| 本文 |
Microsoft Intune で Windows LAPS ポリシーを管理する
Microsoft Intune で管理する Windows デバイスで Windows ローカル管理者パスワード ソリューション (Windows LAPS) を管理する準備ができたら、この記事の情報は Intune 管理センターを使用して次の操作を行う際に役立ちます。
- Intune LAPS ポリシーを作成してデバイスに割り当てます。
- デバイスのローカル管理者アカウントの詳細を表示します。
- マネージド アカウントのパスワードを手動でローテーションします。
- LAPS ポリシーでレポートを使用します。
ポリシーを作成する前に、 Windows LAPS に対する Microsoft Intune サポートの情報を理解しておいてください。これには次のものが含まれます。
- Intune の Windows LAPS ポリシーと機能の概要。
- LAPS に Intune ポリシーを使用するための前提条件。
- アカウントで LAPS ポリシーを管理するために必要なロールベースの管理者制御 (RBAC) アクセス許可。
- Intune LAPS ポリシーの構成と使用に関する分析情報を提供できるよく寄せられる質問。
適用対象:
- Windows 10
- Windows 11
Intune LAPS ポリシーについて
Intune では、 ローカル管理者パスワード ソリューション (Windows LAPS) プロファイルを使用してデバイスで Windows LAPS を構成するためのサポートが提供されています。 アカウント保護のエンドポイント セキュリティ ポリシーを通じて利用できます。
Intune ポリシーでは、Windows LAPS 構成サービス プロバイダー (CSP) を使用して LAPS を管理します。 Windows LAPS CSP 構成は、GPO やレガシ Microsoft LAPS ツールなど、他の LAPS ソースからの既存の構成よりも優先され、上書きされます。
Windows LAPS を使用すると、デバイスごとに 1 つのローカル管理者アカウントを管理できます。 Intune ポリシーでは、ポリシー設定 [管理者アカウント名] を使用して、適用するローカル 管理者アカウントを指定できます。 ポリシーで指定されたアカウント名がデバイスに存在しない場合、アカウントは管理されません。 ただし、 管理者アカウント名 を空白のままにすると、既定では、既知の相対識別子 (RID) によって識別されるデバイス組み込みのローカル管理者アカウントがポリシーによって設定されます。
注:
ポリシーを作成する前に、テナントで Windows LAPS をサポートするための Intune の 前提条件 が満たされていることを確認します。
Intune の LAPS ポリシーでは、新しいアカウントやパスワードは作成されません。 代わりに、デバイスに既に存在するアカウントを管理します。
LAPS ポリシーを慎重に構成して割り当てます。 Windows LAPS CSP では、デバイス上の LAPS 設定ごとに 1 つの構成がサポートされます。 競合する設定を含む複数の Intune ポリシーを受け取るデバイスは、ポリシーの処理に失敗する可能性があります。 競合により、マネージド ローカル管理者アカウントとパスワードが tenants Directory にバックアップされるのを防ぐことができます。

| 課題 1 |
記録のうち、"Return an outline for every instance of the grey" を含む行から記録の最後の行までを、その行も含めて Markdown の表にまとめよ。列は「番号」と「内容」とし、空行は除くこと。

| 演習用の記録 |
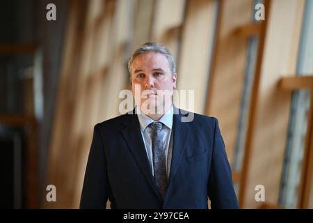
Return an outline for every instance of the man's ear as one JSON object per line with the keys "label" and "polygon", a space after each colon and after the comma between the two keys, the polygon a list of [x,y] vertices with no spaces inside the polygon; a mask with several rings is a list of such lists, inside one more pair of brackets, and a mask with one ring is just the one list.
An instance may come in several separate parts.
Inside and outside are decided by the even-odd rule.
{"label": "man's ear", "polygon": [[176,78],[177,78],[177,73],[175,73],[172,76],[172,82],[174,84],[173,84],[173,89],[176,89]]}

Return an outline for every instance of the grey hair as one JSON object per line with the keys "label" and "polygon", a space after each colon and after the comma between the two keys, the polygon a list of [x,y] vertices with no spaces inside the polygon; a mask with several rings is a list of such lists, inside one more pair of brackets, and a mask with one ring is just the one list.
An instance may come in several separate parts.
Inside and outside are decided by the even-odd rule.
{"label": "grey hair", "polygon": [[170,69],[172,75],[174,75],[176,72],[176,63],[174,59],[174,56],[172,56],[170,52],[166,48],[166,47],[157,44],[154,42],[147,42],[141,45],[139,48],[138,48],[134,54],[131,55],[129,61],[128,61],[128,70],[129,71],[129,74],[131,75],[131,66],[133,63],[134,59],[136,56],[139,54],[147,52],[154,52],[156,53],[162,54],[166,56],[168,59],[168,63],[170,64]]}

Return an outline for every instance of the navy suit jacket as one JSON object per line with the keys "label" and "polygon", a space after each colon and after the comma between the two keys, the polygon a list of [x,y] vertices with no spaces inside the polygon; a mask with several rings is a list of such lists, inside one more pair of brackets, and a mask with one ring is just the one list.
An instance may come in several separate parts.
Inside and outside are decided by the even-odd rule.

| 課題 2 |
Windows LAPS ポリシーについての本文から、"Microsoft Intune で Windows" から "ポリシーを管理するために必要なロールベースの管理者制御 (RBAC) アクセス許可。" までを、その語句も含めて書き直せ。その際、"Intune 管理センター" を "Microsoft Intune 管理センター" に置き換えること。

| 解答 1 |
| 番号 | 内容 |
|---|---|
| 1 | Return an outline for every instance of the grey hair as one JSON object per line with the keys "label" and "polygon", a space after each colon and after the comma between the two keys, the polygon a list of [x,y] vertices with no spaces inside the polygon; a mask with several rings is a list of such lists, inside one more pair of brackets, and a mask with one ring is just the one list. |
| 2 | An instance may come in several separate parts. |
| 3 | Inside and outside are decided by the even-odd rule. |
| 4 | {"label": "grey hair", "polygon": [[170,69],[172,75],[174,75],[176,72],[176,63],[174,59],[174,56],[172,56],[170,52],[166,48],[166,47],[157,44],[154,42],[147,42],[141,45],[139,48],[138,48],[134,54],[131,55],[129,61],[128,61],[128,70],[129,71],[129,74],[131,75],[131,66],[133,63],[134,59],[136,56],[139,54],[147,52],[154,52],[156,53],[162,54],[166,56],[168,59],[168,63],[170,64]]} |
| 5 | Return an outline for every instance of the navy suit jacket as one JSON object per line with the keys "label" and "polygon", a space after each colon and after the comma between the two keys, the polygon a list of [x,y] vertices with no spaces inside the polygon; a mask with several rings is a list of such lists, inside one more pair of brackets, and a mask with one ring is just the one list. |
| 6 | An instance may come in several separate parts. |
| 7 | Inside and outside are decided by the even-odd rule. |

| 解答 2 |
Microsoft Intune で Windows LAPS ポリシーを管理する
Microsoft Intune で管理する Windows デバイスで Windows ローカル管理者パスワード ソリューション (Windows LAPS) を管理する準備ができたら、この記事の情報は Microsoft Intune 管理センターを使用して次の操作を行う際に役立ちます。
- Intune LAPS ポリシーを作成してデバイスに割り当てます。
- デバイスのローカル管理者アカウントの詳細を表示します。
- マネージド アカウントのパスワードを手動でローテーションします。
- LAPS ポリシーでレポートを使用します。
ポリシーを作成する前に、 Windows LAPS に対する Microsoft Intune サポートの情報を理解しておいてください。これには次のものが含まれます。
- Intune の Windows LAPS ポリシーと機能の概要。
- LAPS に Intune ポリシーを使用するための前提条件。
- アカウントで LAPS ポリシーを管理するために必要なロールベースの管理者制御 (RBAC) アクセス許可。